WHAT NEEDS TO BE DONE: Turn the records below into a Markdown table with a Row column that numbers each line and a Record line column that holds it, leaving out any blank lines.

EXTRACTED RECORDS:
— BEGIN —
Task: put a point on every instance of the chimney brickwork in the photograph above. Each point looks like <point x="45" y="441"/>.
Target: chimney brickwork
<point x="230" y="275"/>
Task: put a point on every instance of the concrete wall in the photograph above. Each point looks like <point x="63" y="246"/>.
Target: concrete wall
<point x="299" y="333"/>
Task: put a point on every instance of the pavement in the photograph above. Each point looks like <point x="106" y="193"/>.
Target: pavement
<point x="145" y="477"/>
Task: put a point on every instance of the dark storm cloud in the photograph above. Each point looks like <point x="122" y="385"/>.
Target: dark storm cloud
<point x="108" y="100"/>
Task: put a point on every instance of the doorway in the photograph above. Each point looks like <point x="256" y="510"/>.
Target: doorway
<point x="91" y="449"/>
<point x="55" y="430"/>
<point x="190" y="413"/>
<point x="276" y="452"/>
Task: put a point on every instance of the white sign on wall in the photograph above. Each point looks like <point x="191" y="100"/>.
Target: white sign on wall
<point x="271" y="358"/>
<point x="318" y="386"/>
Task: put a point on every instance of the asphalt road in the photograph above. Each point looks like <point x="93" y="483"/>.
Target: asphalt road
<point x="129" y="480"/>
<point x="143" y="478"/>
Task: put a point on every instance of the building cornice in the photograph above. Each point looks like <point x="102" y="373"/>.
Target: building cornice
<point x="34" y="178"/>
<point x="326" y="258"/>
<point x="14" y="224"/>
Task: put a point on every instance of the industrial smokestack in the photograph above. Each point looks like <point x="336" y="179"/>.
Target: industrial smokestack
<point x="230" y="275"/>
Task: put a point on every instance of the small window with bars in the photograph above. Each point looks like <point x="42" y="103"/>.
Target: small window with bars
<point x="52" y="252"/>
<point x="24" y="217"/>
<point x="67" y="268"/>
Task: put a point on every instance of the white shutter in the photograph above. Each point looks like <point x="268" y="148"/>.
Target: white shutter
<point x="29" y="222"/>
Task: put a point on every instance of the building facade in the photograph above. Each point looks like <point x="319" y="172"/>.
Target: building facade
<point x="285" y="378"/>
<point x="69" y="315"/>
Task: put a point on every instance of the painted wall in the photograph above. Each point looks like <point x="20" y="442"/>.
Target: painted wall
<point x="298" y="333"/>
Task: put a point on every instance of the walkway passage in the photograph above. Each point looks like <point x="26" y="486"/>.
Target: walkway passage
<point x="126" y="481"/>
— END —
WORKED SOLUTION:
| Row | Record line |
|---|---|
| 1 | Task: put a point on every instance of the chimney brickwork in the photograph above. Each point looks like <point x="45" y="441"/>. |
| 2 | Target: chimney brickwork |
| 3 | <point x="230" y="275"/> |
| 4 | Task: put a point on every instance of the concrete wall in the photograph above. Each point looks like <point x="63" y="246"/>. |
| 5 | Target: concrete wall |
| 6 | <point x="299" y="333"/> |
| 7 | Task: put a point on every instance of the pavement in the photograph above. Each point looks like <point x="106" y="193"/>. |
| 8 | Target: pavement |
| 9 | <point x="145" y="477"/> |
| 10 | Task: put a point on every instance of the dark storm cloud in the photograph above. Each point looks like <point x="122" y="385"/>. |
| 11 | Target: dark storm cloud |
| 12 | <point x="108" y="100"/> |
| 13 | Task: put a point on every instance of the doorway in the photograph above. Each point looks like <point x="256" y="510"/>. |
| 14 | Target: doorway |
| 15 | <point x="91" y="449"/> |
| 16 | <point x="55" y="430"/> |
| 17 | <point x="190" y="413"/> |
| 18 | <point x="276" y="452"/> |
| 19 | Task: put a point on every instance of the white sign on wall in the photograph above. Each point looks like <point x="191" y="100"/>. |
| 20 | Target: white sign on wall |
| 21 | <point x="271" y="358"/> |
| 22 | <point x="318" y="386"/> |
| 23 | Task: put a point on every instance of the asphalt road in the photograph above. Each point looks like <point x="93" y="483"/>. |
| 24 | Target: asphalt road |
| 25 | <point x="129" y="480"/> |
| 26 | <point x="143" y="478"/> |
| 27 | Task: put a point on every instance of the building cornice in the photograph above. Each point looks like <point x="102" y="373"/>. |
| 28 | Target: building cornice |
| 29 | <point x="34" y="178"/> |
| 30 | <point x="326" y="258"/> |
| 31 | <point x="14" y="224"/> |
| 32 | Task: put a point on every instance of the industrial smokestack in the photograph above. Each point looks like <point x="336" y="179"/>. |
| 33 | Target: industrial smokestack |
| 34 | <point x="230" y="275"/> |
| 35 | Task: put a point on every instance of the small window with bars in the photograph above. Each point looks like <point x="42" y="103"/>. |
| 36 | Target: small window with bars |
| 37 | <point x="52" y="252"/> |
| 38 | <point x="24" y="217"/> |
| 39 | <point x="67" y="268"/> |
| 40 | Task: put a point on every instance of the white shutter in the photograph above. Each point looks like <point x="268" y="148"/>. |
| 41 | Target: white shutter |
| 42 | <point x="29" y="222"/> |
| 43 | Task: put a point on every instance of the building facade in the photograph above. Each point looks like <point x="319" y="172"/>. |
| 44 | Target: building facade |
| 45 | <point x="285" y="378"/> |
| 46 | <point x="69" y="315"/> |
| 47 | Task: put a point on every instance of the painted wall in the photograph above. Each point looks like <point x="20" y="442"/>. |
| 48 | Target: painted wall |
| 49 | <point x="298" y="333"/> |
| 50 | Task: put a point on every instance of the walkway passage in the photograph above. Each point looks like <point x="26" y="486"/>. |
| 51 | Target: walkway passage |
| 52 | <point x="126" y="481"/> |